Count the lines in the records below that contain the string "approximate", matching case exactly, and reply with the number alone.

Stored data
▬▬▬▬▬▬
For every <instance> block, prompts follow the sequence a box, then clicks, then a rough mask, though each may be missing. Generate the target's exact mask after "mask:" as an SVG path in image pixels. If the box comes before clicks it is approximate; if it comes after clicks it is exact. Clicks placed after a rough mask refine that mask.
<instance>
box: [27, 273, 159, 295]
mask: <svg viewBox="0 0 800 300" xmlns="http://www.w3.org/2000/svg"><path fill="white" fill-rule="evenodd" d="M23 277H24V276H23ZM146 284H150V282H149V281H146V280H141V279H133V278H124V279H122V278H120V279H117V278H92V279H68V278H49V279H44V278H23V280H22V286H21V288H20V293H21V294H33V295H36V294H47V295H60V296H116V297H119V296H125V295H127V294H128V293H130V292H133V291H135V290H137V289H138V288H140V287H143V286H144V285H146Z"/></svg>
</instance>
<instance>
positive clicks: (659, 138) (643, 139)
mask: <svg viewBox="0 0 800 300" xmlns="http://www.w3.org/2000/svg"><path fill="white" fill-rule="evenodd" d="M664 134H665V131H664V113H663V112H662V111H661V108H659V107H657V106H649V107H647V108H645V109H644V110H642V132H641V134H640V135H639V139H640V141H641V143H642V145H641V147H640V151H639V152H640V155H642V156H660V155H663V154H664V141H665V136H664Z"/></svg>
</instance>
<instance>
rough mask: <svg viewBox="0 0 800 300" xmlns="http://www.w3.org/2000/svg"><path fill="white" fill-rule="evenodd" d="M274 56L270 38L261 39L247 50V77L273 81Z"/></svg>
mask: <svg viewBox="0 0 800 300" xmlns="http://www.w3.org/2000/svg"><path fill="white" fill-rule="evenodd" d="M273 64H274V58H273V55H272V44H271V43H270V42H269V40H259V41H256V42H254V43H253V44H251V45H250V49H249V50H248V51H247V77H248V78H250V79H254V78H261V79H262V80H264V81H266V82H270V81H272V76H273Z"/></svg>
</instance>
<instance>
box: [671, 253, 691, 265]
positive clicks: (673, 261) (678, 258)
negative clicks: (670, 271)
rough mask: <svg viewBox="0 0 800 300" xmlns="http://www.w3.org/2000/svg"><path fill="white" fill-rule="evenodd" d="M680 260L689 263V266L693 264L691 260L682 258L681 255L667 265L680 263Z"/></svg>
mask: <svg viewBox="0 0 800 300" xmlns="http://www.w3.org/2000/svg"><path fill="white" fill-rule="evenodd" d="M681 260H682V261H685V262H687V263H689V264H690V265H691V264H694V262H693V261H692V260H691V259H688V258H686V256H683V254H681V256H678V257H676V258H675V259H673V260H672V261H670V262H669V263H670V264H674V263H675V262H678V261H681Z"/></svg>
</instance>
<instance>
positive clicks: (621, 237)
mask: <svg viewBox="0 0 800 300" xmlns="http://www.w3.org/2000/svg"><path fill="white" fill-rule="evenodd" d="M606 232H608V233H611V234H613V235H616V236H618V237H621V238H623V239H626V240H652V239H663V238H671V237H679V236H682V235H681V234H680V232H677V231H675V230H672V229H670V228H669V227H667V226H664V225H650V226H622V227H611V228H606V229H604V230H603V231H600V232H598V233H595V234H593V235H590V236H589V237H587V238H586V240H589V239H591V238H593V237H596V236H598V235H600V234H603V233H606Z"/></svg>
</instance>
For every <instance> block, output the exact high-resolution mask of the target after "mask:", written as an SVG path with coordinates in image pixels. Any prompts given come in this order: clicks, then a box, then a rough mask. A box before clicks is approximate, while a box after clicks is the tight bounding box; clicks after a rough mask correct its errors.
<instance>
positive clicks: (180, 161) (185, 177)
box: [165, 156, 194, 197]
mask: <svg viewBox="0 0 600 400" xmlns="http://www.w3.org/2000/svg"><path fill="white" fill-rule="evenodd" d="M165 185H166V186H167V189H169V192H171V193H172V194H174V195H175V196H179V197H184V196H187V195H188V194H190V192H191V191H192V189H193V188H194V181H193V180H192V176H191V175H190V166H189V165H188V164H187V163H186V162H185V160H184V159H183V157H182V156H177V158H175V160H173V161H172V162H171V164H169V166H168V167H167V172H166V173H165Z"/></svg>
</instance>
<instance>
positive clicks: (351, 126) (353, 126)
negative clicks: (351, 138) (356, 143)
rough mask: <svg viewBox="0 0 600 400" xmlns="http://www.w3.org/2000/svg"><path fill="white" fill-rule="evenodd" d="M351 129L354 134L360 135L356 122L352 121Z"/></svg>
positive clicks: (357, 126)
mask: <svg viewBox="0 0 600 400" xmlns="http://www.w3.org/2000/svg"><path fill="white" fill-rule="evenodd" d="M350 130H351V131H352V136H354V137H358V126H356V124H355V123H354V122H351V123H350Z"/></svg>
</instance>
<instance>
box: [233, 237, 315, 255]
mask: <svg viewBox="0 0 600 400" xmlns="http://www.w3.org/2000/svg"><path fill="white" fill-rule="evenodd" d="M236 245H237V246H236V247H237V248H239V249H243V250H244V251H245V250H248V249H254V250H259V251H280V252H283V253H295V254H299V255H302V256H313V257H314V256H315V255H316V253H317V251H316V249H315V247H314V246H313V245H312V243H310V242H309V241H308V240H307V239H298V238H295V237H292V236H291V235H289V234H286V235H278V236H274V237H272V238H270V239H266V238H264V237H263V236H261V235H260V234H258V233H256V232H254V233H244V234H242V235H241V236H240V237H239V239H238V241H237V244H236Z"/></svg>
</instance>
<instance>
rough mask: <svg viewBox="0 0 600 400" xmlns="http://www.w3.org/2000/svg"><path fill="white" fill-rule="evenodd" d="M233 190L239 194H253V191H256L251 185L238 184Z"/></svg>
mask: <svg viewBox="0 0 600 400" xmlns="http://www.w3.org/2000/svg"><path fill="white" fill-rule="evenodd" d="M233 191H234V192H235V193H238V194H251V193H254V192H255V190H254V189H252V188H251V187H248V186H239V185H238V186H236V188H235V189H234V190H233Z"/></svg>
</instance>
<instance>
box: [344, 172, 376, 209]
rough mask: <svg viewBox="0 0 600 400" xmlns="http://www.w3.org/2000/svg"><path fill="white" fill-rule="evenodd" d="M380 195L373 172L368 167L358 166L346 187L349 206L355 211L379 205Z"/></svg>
▬▬▬▬▬▬
◆ **Response to this task**: 2